● Brief 1
Copy the records word for word, beginning at the line that contains "like point(529, 2)?" and continuing through the last line of the records, including both.

● Supplied passage
I find this being an oddly satisfying part of the story

------
contingencies
First employee/architect of Kraken here. (Now does >USD$10M+/day of volume by
my estimate)

Accounting systems of all kinds should be generic and open source. Why do we
need banks at all? It's not like this infrastructure really has any special
characteristics. Most of it even has downtime and batch jobs. Fact: The bulk
of banking is just recording some numbers at a stupendously simplistic
resolution, with maybe 64 characters of description and a date.

A few weeks ago I spent a day interviewing 20 different Hong Kong banks about
API availability for cross-border RMB transactions. None at all offered it.

 _We 're reaching a point where the financial systems of a mid-level company
exceed those of the banks they are forced to utilize._

Modern requirements include things like: 24x7x365 availability, multilingual,
arbitrary asset type support (energy, carbon credits, cryptocurrencies, space,
time, etc.), multi-asset type accounts, new settlement networks, real time
reporting and AML/KYC, all features API-available, new and established
customer interaction through non-snailmail/physical means, customers routinely
in different countries, multi-user accounts with disparate access levels (eg.

● Brief 2
Which asset types does the forum excerpt about banking systems give as examples of arbitrary asset type support?

● Data extract
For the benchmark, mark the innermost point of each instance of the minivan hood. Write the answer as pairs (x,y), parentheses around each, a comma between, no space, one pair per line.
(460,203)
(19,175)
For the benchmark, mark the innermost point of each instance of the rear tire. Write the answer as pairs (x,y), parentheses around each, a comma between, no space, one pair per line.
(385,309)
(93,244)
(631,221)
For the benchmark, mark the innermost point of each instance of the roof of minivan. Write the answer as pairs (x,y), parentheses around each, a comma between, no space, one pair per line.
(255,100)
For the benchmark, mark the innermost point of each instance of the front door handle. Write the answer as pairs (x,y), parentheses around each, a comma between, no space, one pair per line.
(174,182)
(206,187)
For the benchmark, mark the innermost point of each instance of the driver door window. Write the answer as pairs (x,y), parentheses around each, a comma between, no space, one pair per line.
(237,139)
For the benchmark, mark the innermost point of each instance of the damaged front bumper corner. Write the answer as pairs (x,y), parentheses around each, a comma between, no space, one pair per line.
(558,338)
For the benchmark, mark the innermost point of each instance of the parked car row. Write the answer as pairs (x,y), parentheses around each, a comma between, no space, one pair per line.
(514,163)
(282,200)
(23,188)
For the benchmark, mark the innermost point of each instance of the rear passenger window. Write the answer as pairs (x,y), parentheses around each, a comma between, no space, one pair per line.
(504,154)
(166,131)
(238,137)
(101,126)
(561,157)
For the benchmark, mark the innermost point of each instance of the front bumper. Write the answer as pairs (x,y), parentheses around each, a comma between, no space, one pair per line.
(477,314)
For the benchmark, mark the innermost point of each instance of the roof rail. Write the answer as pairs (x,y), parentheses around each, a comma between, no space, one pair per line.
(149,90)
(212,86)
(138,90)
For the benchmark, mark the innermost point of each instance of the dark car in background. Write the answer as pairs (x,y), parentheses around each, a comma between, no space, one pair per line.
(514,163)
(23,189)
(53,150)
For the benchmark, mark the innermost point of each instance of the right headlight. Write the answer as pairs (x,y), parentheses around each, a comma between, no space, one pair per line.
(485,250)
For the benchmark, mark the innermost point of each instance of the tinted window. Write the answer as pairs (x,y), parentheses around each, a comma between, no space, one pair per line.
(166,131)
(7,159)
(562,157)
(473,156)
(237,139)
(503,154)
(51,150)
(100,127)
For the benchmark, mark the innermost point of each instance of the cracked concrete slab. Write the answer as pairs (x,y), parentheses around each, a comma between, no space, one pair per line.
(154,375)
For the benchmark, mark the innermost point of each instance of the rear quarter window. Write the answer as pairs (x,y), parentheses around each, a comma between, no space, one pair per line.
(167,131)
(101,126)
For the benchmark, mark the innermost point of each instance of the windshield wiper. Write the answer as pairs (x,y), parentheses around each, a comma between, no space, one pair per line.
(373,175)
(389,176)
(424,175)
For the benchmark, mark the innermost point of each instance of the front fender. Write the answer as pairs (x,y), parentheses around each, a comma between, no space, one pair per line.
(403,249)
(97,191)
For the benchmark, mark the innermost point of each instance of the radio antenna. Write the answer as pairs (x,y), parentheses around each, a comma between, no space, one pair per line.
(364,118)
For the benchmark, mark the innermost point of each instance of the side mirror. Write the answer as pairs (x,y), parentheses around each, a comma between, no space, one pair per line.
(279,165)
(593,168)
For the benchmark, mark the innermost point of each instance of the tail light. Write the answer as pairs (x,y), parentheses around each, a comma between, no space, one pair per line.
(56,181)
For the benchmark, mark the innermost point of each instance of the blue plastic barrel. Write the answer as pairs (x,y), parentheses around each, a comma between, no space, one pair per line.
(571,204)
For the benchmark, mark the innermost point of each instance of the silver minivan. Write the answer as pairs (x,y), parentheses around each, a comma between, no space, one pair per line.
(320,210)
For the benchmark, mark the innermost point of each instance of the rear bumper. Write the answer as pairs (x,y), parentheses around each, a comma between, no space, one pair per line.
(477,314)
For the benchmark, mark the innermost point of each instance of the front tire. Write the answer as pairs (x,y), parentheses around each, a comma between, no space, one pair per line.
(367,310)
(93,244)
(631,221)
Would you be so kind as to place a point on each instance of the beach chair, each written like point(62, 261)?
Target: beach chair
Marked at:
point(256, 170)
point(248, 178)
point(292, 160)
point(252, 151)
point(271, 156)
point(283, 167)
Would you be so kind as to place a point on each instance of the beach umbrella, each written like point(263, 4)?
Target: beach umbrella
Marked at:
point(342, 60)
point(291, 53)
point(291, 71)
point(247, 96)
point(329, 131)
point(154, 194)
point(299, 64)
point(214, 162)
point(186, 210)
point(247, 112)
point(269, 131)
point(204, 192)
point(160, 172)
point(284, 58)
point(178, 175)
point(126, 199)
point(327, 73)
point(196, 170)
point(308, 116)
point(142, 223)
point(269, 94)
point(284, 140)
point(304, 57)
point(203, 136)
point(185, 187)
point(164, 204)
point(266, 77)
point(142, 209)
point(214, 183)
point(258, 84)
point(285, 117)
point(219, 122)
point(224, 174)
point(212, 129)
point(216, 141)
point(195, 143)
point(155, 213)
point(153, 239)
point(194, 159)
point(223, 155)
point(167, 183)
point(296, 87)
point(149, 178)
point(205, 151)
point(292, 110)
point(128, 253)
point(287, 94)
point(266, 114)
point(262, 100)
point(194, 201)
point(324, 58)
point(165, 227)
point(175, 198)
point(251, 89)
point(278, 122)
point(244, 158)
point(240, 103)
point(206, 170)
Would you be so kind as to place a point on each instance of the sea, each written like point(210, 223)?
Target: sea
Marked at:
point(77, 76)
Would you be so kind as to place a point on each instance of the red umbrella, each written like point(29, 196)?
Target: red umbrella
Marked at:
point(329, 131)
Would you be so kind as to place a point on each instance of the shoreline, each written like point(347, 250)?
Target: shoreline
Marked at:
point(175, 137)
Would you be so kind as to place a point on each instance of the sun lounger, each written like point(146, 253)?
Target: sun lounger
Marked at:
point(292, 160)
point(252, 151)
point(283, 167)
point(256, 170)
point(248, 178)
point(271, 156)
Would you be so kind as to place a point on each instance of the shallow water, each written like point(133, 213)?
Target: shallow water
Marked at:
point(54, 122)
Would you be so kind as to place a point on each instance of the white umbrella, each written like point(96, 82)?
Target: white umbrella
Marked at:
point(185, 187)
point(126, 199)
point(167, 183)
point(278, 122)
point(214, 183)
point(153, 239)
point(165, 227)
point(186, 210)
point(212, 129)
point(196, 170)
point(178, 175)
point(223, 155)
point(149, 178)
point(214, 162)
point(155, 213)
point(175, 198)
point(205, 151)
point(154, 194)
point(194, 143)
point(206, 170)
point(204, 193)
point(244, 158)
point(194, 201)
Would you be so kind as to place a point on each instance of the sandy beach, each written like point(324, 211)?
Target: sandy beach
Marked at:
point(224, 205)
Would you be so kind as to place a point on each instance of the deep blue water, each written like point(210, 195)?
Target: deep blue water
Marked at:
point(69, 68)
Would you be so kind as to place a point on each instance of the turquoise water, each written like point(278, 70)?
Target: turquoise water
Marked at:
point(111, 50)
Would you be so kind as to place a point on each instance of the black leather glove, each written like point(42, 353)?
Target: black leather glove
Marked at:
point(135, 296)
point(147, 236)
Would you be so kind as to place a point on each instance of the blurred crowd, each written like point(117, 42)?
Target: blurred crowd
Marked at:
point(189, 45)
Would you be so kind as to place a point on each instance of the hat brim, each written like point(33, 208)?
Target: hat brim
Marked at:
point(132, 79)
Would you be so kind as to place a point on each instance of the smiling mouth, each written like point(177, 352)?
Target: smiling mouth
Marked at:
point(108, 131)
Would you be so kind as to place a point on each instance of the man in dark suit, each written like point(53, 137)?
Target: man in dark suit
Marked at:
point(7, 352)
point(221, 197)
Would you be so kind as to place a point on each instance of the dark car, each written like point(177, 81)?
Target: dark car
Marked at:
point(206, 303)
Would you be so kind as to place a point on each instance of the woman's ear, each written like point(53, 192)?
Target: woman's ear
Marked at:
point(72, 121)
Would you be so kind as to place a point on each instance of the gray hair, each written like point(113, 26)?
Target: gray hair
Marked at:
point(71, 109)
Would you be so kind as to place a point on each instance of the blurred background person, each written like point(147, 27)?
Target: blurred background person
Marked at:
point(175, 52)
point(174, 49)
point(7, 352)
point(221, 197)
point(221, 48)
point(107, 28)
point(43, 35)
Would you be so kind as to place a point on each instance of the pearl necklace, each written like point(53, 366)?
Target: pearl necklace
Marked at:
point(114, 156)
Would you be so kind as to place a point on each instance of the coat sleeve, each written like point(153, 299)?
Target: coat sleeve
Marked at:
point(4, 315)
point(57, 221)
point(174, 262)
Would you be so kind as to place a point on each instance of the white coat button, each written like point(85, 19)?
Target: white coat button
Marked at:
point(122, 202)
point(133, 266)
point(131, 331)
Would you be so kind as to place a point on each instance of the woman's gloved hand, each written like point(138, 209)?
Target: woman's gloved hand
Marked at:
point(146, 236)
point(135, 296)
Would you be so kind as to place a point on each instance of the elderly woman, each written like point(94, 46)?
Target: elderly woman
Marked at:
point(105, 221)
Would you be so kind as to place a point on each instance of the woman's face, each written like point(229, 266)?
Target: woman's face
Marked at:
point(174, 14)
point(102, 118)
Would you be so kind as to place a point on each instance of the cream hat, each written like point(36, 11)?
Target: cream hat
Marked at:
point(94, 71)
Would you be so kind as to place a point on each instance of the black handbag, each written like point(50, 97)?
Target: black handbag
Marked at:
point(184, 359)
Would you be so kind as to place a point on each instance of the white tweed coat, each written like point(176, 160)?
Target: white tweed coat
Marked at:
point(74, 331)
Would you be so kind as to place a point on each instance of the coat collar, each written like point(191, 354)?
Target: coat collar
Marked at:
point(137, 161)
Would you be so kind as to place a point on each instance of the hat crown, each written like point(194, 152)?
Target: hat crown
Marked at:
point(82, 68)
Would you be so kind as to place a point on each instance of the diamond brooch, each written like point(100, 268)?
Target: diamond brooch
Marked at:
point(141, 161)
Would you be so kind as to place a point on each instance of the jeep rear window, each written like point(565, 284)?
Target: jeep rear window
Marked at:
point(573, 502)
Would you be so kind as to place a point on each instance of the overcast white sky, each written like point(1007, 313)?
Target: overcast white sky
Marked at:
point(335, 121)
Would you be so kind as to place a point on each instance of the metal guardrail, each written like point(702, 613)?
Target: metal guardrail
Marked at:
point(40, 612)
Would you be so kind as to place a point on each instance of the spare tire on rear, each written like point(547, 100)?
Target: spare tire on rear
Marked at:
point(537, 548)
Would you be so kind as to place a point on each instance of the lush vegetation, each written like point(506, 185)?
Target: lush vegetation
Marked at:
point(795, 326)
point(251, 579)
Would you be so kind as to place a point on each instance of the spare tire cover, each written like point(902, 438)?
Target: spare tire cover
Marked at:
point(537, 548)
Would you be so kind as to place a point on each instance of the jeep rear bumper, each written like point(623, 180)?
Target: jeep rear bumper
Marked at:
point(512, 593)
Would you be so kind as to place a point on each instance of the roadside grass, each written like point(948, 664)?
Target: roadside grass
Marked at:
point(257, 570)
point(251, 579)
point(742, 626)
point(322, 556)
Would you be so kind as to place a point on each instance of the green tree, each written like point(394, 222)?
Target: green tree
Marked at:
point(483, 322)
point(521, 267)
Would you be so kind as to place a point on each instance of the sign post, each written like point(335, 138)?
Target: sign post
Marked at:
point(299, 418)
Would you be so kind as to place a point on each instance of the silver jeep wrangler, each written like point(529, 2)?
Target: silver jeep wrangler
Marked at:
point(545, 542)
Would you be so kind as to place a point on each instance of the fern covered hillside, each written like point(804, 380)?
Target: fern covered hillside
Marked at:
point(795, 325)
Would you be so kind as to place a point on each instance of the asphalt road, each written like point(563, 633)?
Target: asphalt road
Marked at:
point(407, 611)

● Exercise solution 1
Would you be so kind as to place a point on each instance of the silver jeep wrangler, each written like point(529, 2)?
Target: silver jeep wrangler
Marked at:
point(545, 542)
Would you be so kind as to place a point on each instance of the fern covered hillside, each written like point(804, 380)?
Target: fern covered hillside
Marked at:
point(795, 325)
Would you be so kind as to place a point on each instance of the asphalt road, each written like point(563, 633)?
Target: asphalt road
Marked at:
point(407, 611)

● Exercise solution 2
energy
carbon credits
cryptocurrencies
space
time